§ **Instructions to follow**
Write out the material below again, unchanged.

§ **Provided records**
--- Start ---

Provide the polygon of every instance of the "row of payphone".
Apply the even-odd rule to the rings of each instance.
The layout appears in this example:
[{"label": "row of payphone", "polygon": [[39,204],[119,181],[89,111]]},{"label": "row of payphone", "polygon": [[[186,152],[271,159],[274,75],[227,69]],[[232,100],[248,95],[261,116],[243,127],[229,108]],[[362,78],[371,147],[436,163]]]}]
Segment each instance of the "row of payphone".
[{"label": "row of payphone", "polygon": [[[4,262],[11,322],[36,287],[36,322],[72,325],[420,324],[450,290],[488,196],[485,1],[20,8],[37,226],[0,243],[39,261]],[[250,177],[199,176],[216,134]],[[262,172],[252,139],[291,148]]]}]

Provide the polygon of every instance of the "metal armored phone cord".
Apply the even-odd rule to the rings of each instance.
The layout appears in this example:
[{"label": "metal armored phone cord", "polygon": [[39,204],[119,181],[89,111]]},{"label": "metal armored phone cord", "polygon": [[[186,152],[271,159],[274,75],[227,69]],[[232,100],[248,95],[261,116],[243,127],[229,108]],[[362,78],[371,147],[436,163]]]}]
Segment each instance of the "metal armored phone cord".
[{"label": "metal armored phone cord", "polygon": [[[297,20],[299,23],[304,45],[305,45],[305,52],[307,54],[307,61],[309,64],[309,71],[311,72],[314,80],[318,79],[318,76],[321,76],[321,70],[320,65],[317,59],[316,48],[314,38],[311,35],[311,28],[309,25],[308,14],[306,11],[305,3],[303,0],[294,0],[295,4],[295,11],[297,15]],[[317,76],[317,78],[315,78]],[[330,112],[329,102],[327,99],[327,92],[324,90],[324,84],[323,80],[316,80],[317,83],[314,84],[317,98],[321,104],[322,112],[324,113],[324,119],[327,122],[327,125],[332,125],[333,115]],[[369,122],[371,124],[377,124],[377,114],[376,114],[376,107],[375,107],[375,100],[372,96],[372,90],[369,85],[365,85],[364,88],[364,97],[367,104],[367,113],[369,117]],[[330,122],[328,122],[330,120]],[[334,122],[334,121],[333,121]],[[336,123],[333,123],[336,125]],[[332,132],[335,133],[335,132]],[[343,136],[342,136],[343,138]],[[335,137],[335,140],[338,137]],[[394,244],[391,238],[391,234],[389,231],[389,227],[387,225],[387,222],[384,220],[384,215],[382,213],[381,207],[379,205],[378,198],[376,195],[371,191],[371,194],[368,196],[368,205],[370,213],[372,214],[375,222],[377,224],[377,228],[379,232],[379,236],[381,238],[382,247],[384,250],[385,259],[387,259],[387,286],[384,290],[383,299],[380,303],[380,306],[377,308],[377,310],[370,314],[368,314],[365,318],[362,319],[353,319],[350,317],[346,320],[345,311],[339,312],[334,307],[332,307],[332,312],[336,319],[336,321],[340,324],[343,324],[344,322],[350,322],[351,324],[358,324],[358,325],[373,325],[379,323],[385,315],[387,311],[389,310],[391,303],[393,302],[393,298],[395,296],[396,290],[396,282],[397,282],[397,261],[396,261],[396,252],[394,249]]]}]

--- End ---

§ **Finished task**
Provide the polygon of every instance of the "row of payphone".
Apply the even-odd rule to the rings of each instance.
The layout appears in this example:
[{"label": "row of payphone", "polygon": [[39,204],[119,181],[89,111]]},{"label": "row of payphone", "polygon": [[[186,152],[271,159],[274,75],[227,69]],[[232,100],[248,95],[261,116],[243,127],[229,108]],[[362,78],[371,147],[436,163]]]}]
Segment each instance of the "row of payphone".
[{"label": "row of payphone", "polygon": [[[4,262],[11,322],[36,287],[36,322],[72,325],[420,324],[450,290],[488,196],[485,1],[20,8],[37,226],[0,243],[39,261]],[[250,177],[199,176],[216,134]],[[262,172],[252,139],[291,148]]]}]

Provide the polygon of every instance of the "metal armored phone cord".
Apply the even-odd rule to the rings of each instance.
The layout appears in this example:
[{"label": "metal armored phone cord", "polygon": [[39,204],[119,181],[89,111]]},{"label": "metal armored phone cord", "polygon": [[[186,152],[271,159],[274,75],[227,69]],[[232,100],[248,95],[261,116],[243,127],[229,108]],[[362,78],[371,147],[436,163]]]}]
Segment each instance of the "metal armored phone cord".
[{"label": "metal armored phone cord", "polygon": [[[297,20],[299,23],[304,45],[305,45],[305,52],[307,54],[307,61],[309,64],[309,71],[311,72],[314,80],[318,79],[318,76],[321,76],[321,70],[320,65],[317,59],[316,48],[314,38],[311,35],[311,28],[309,25],[308,14],[306,11],[305,3],[303,0],[294,0],[295,4],[295,11],[297,15]],[[317,76],[317,78],[315,78]],[[330,112],[329,102],[327,99],[327,92],[324,90],[324,84],[323,80],[316,80],[317,83],[314,84],[317,98],[321,104],[322,112],[324,113],[324,119],[327,122],[327,125],[332,125],[333,115]],[[369,122],[371,124],[377,124],[377,114],[376,114],[376,107],[375,107],[375,100],[372,96],[372,90],[369,85],[365,85],[364,88],[364,97],[367,104],[367,113],[369,117]],[[330,122],[328,122],[330,120]],[[334,122],[334,121],[333,121]],[[336,123],[333,123],[336,125]],[[332,132],[335,133],[335,132]],[[343,136],[342,136],[343,138]],[[335,137],[335,140],[338,137]],[[394,244],[391,238],[391,234],[389,231],[389,227],[387,225],[387,222],[384,220],[384,215],[382,213],[381,207],[379,205],[378,198],[376,195],[371,191],[371,194],[368,196],[368,205],[370,213],[372,214],[375,222],[377,224],[377,228],[379,232],[379,236],[381,238],[382,247],[384,250],[385,259],[387,259],[387,286],[384,290],[383,299],[380,303],[380,306],[377,308],[377,310],[370,314],[368,314],[365,318],[362,319],[353,319],[350,317],[346,320],[345,311],[339,312],[334,307],[332,307],[332,312],[336,319],[336,321],[340,324],[343,324],[344,322],[350,322],[351,324],[358,324],[358,325],[373,325],[379,323],[385,315],[387,311],[389,310],[391,303],[393,302],[393,298],[395,296],[396,290],[396,282],[397,282],[397,261],[396,261],[396,252],[394,249]]]}]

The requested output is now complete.